Document text -
________

In the past couple of days, unable to launch flows from CSA because OO is overloaded. Error seen:
Could not access HTTP invoker remote service at [https://itcs-oo10-pro.xxx.xxx.xx.com:8443/oo/central-remoting/engineExecutionFacade]; nested exception is org.apache.http.NoHttpResponseException: The target server failed to respond
After looking into the OO logs trying to determine the problem, the customer saw that the OO Central nodes handled the requests as shown below:
Node – HTTP hits from CSA:
3889 - 8466
3892 – 38
3893 – 0
Node 3889 receives most of the requests.
This environment is setup as static while the customer has another environment that is setup as round robin. This environment is also using an F5 load balancer. How to resolve?
Research from F5 online resources point to several options that may be considered.
1 - Disable persistence and then test and monitor.
2 – If the current configuration is acceptable, leave it as is.
3 - You could also check the version of F5 to see if there is an update available.
Adding information about persistence from F5:
“A persistence profile allows a returning client to connect directly to the server to which it last connected. In some cases, assigning a persistence profile to a virtual server can create the appearance that the BIG-IP system is incorrectly distributing more requests to a particular server. However, when you enable a persistence profile for a virtual server, a returning client is allowed to bypass the load balancing method and connect directly to the pool member. As a result, the traffic load across pool members may be uneven, especially if the persistence profile is configured with a high time-out value.”

________

Tasks to complete -
a. In the OO load-balancing text, which node handles most of the HTTP hits from CSA?
b. Summarize the OO load-balancing text in two sentences.

Stored records -
________

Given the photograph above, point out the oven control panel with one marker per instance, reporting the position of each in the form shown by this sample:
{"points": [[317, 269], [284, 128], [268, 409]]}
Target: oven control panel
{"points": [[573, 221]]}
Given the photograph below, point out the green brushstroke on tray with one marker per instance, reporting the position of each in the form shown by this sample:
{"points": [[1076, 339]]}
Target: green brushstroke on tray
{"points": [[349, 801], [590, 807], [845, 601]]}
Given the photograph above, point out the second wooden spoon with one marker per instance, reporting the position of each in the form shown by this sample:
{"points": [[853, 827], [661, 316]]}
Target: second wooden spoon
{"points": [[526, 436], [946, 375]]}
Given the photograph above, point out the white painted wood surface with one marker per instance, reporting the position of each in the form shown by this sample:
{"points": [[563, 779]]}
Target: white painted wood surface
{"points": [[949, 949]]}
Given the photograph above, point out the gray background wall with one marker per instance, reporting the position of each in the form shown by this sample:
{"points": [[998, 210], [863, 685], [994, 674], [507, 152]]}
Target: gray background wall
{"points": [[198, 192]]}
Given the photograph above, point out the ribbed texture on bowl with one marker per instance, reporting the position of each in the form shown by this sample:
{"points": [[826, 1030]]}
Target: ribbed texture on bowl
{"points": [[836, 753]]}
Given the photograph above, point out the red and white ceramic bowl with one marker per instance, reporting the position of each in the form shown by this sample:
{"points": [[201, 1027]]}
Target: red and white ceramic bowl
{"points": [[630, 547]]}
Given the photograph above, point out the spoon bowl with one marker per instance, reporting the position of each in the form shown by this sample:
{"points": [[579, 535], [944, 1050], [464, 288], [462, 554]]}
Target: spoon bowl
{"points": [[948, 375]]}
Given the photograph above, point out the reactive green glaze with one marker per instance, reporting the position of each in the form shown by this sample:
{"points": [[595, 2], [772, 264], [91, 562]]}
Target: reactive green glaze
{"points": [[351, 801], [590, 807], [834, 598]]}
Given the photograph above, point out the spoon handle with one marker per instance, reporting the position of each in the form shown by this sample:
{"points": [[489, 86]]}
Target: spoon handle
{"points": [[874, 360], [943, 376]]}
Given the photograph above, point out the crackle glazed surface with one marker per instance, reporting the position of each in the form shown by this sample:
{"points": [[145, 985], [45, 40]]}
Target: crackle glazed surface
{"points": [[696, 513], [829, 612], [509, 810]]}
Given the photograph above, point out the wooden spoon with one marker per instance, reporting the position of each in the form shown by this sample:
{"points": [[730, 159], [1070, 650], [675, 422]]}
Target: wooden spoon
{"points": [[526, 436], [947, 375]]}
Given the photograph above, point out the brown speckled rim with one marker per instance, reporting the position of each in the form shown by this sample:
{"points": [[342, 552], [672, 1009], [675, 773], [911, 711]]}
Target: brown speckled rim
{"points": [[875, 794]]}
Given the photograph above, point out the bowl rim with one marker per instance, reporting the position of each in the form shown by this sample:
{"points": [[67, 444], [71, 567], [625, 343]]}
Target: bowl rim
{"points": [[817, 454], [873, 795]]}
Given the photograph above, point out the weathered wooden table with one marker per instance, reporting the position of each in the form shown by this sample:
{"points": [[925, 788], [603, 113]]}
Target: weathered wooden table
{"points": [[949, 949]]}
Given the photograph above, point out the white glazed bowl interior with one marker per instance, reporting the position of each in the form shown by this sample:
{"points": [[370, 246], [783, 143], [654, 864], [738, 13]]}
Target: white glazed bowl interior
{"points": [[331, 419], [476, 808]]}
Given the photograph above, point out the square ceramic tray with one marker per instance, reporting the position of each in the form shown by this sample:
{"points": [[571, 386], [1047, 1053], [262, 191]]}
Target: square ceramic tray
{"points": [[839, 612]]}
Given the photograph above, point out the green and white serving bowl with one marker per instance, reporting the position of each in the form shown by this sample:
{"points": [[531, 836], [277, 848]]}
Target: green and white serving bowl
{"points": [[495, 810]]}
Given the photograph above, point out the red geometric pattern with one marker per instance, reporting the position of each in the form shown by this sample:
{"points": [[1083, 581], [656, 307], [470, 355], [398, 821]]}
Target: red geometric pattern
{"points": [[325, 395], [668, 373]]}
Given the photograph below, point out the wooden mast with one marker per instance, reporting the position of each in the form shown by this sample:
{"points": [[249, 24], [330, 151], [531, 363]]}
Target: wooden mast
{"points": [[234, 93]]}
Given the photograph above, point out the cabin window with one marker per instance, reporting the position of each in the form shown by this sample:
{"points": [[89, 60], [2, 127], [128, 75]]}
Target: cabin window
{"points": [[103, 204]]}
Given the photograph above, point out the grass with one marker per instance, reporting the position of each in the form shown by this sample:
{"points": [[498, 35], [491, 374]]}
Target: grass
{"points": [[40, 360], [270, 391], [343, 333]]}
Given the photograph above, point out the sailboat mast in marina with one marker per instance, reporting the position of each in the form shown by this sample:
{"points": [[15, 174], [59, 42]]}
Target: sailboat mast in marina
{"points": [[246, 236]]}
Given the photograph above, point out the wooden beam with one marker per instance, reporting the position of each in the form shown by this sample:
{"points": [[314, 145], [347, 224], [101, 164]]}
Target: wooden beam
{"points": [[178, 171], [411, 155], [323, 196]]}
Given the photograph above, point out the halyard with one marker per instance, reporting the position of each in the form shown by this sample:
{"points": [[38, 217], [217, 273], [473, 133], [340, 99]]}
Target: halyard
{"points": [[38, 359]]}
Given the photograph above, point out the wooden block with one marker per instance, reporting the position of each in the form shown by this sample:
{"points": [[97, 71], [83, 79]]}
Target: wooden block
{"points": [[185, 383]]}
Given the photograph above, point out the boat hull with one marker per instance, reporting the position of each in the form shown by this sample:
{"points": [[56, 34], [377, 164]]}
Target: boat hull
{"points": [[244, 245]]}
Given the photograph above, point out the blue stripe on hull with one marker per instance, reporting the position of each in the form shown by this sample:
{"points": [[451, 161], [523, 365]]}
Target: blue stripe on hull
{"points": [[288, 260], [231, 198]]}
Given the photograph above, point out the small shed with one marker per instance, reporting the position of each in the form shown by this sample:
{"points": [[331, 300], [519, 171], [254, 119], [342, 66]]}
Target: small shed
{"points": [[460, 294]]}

________

Expected answers -
a. Node 3889, with 8466 hits.

b. Flows could not be launched from CSA because OO was overloaded, and the OO logs showed that node 3889 received most of the requests from CSA. Research from F5 resources suggests disabling persistence, leaving the configuration as is, or checking for an F5 update, since a persistence profile lets a returning client bypass the load balancing method and can make the traffic load across pool members uneven.